Tarefa a cumprir: Imprima, sem nenhuma alteração, a parte do trecho sobre as obras do Cora entre "Um jornal recentemente" e "a tabela Sinapi.", inclusive.

Guilherme de Andrade —  Como está o calendário de obras do Cora? Já há previsão para inauguração do hospital?

As obras do Cora, que estão sendo feitas pela Agência Goiana de Infraestrutura e Transportes (Goinfra), estão 60% concluídas. Por exigência do Tribunal de Contas do Estado (TCE) de apresentar um termo de ajustamento de gestão, apresentamos uma definição precisa do papel da SES, da Goinfra, o eventograma para condução da obra e cumprimento de metas. 

Um jornal recentemente publicou que a apresentação deste eventograma significou um aditivo de valor nas obras do Cora, mas este não é o caso. Na verdade, havia uma estimativa de custo, e esta fase foi melhor definida agora, com valores de R$192,7 referentes à construção e R$48 milhões de equipamentos — esse é o valor real, final, de mercado, usando a tabela da Goinfra e a tabela Sinapi.

Material fornecido:
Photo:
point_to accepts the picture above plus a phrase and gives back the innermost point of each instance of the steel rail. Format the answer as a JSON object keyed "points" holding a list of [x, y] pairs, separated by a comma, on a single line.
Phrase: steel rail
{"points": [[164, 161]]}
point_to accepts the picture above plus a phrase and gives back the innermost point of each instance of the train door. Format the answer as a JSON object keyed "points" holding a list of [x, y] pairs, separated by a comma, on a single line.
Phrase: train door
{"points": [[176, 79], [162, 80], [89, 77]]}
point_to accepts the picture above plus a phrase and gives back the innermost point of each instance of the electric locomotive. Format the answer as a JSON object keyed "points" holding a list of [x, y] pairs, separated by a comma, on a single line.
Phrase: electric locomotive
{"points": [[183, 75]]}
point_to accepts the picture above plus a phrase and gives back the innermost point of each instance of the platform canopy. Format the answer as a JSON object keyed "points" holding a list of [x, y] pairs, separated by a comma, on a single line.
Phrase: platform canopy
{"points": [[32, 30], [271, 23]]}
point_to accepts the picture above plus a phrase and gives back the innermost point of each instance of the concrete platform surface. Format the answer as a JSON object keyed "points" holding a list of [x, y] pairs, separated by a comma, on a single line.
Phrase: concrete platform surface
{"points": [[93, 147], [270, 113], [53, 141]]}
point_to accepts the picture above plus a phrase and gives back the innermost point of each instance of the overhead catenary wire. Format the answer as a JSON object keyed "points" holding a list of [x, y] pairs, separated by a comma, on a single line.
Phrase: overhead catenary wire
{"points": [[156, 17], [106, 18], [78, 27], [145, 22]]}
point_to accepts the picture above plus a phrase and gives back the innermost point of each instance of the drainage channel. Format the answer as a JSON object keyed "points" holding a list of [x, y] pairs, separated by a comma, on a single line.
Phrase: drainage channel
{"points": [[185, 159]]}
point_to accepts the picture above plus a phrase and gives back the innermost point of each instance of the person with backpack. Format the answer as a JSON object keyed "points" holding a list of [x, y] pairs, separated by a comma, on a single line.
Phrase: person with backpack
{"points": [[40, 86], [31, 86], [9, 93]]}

Solução da tarefa:
Um jornal recentemente publicou que a apresentação deste eventograma significou um aditivo de valor nas obras do Cora, mas este não é o caso. Na verdade, havia uma estimativa de custo, e esta fase foi melhor definida agora, com valores de R$192,7 referentes à construção e R$48 milhões de equipamentos — esse é o valor real, final, de mercado, usando a tabela da Goinfra e a tabela Sinapi.